=== Begin Enclosure ===
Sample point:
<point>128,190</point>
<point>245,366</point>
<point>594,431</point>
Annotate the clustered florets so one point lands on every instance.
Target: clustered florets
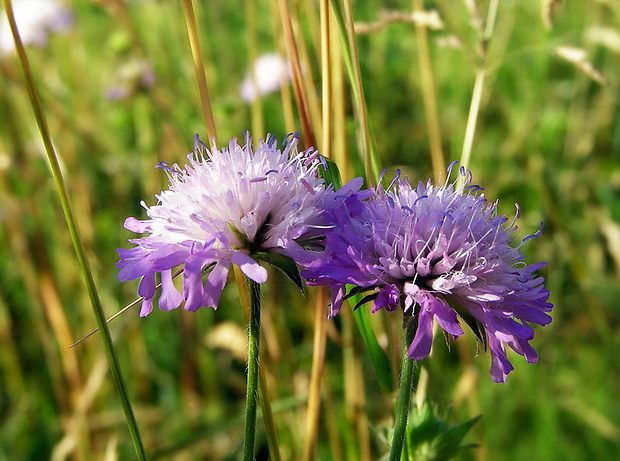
<point>439,253</point>
<point>442,253</point>
<point>226,207</point>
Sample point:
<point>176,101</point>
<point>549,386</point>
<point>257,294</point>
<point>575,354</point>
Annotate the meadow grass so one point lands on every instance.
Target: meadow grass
<point>547,136</point>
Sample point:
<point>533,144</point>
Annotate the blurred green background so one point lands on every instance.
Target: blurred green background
<point>547,137</point>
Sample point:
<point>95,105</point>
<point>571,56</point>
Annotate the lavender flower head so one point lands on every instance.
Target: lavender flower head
<point>235,206</point>
<point>441,253</point>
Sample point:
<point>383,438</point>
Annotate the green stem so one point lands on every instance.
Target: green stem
<point>404,397</point>
<point>74,233</point>
<point>251,398</point>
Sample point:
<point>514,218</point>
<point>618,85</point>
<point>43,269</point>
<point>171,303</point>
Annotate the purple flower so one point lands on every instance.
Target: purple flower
<point>441,253</point>
<point>235,206</point>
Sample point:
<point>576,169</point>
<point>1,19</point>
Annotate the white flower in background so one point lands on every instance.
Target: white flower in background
<point>269,71</point>
<point>35,20</point>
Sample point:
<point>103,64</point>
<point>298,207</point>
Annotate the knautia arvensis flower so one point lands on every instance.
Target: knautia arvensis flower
<point>442,253</point>
<point>238,205</point>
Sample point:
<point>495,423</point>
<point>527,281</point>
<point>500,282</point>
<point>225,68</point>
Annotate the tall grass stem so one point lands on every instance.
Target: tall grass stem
<point>201,77</point>
<point>476,98</point>
<point>74,233</point>
<point>429,97</point>
<point>346,29</point>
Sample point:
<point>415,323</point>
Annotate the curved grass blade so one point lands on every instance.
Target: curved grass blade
<point>74,233</point>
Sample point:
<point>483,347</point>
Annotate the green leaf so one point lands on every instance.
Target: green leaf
<point>284,263</point>
<point>432,438</point>
<point>378,357</point>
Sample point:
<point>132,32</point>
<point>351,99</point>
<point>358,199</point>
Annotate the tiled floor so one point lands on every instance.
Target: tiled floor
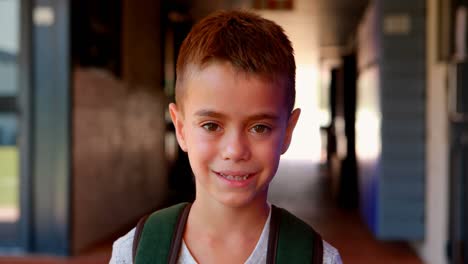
<point>300,188</point>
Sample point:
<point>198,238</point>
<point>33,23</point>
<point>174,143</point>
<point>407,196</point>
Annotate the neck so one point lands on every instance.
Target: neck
<point>212,217</point>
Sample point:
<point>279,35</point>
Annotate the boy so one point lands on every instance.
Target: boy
<point>234,116</point>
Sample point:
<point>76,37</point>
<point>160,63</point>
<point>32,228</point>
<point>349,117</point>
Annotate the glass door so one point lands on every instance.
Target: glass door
<point>10,212</point>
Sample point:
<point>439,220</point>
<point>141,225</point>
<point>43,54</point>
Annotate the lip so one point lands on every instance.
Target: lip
<point>236,183</point>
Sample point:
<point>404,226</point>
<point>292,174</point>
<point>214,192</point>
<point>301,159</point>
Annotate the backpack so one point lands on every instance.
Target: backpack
<point>158,237</point>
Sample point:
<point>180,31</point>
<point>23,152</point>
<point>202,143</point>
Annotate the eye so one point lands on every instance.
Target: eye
<point>211,127</point>
<point>260,129</point>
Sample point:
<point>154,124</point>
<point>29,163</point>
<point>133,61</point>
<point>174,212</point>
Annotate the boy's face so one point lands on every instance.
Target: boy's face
<point>234,127</point>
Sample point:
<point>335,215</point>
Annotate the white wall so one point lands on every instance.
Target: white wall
<point>432,249</point>
<point>300,25</point>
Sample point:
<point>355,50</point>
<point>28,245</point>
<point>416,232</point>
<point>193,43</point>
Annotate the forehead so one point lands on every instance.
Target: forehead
<point>223,88</point>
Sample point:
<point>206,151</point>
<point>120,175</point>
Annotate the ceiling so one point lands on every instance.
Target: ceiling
<point>336,19</point>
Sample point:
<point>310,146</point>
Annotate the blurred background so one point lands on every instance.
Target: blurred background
<point>378,163</point>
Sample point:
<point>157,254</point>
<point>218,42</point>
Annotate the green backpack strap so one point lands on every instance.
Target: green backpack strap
<point>291,240</point>
<point>158,237</point>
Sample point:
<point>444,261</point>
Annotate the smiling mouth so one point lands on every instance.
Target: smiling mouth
<point>234,177</point>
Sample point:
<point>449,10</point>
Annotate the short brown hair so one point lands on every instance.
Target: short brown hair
<point>246,40</point>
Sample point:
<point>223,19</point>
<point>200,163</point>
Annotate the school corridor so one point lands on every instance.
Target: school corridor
<point>303,188</point>
<point>379,159</point>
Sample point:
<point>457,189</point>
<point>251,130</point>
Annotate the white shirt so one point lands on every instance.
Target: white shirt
<point>122,250</point>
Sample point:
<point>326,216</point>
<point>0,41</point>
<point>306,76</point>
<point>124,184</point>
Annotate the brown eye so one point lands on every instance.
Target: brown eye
<point>260,129</point>
<point>212,127</point>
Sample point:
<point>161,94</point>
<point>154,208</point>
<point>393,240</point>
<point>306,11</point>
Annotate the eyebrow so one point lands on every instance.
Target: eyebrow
<point>261,116</point>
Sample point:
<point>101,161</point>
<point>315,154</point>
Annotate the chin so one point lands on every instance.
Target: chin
<point>238,200</point>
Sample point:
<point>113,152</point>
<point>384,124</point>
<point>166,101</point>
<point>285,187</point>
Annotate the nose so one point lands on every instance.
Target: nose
<point>236,147</point>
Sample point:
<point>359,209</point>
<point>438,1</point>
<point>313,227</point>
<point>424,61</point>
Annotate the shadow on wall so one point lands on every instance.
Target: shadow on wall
<point>119,166</point>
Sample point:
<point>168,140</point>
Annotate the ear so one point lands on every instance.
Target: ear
<point>289,130</point>
<point>178,121</point>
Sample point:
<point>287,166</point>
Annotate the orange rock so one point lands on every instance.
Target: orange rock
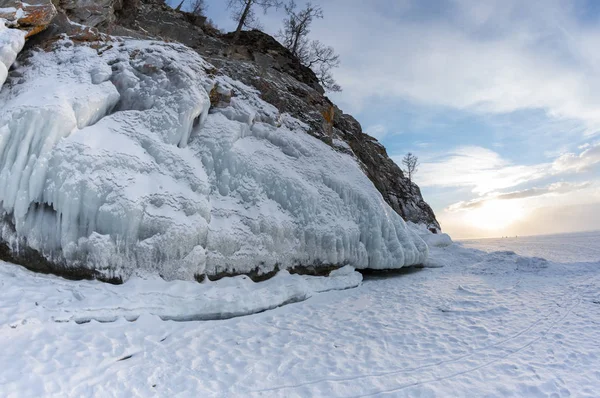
=== End Enclosure ===
▶ **WHAT THIS TASK INVOLVES**
Among the entries above, the lines between the ones containing "Annotate the lavender" and "Annotate the green stem", inclusive, are to be transcribed exactly. No other line is to be given.

▶ **REPLY TO THE TASK**
Annotate the lavender flower head so one point lands on every instance.
Target: lavender flower head
<point>235,206</point>
<point>441,253</point>
Sample point:
<point>383,438</point>
Annotate the green stem so one point lands on every instance.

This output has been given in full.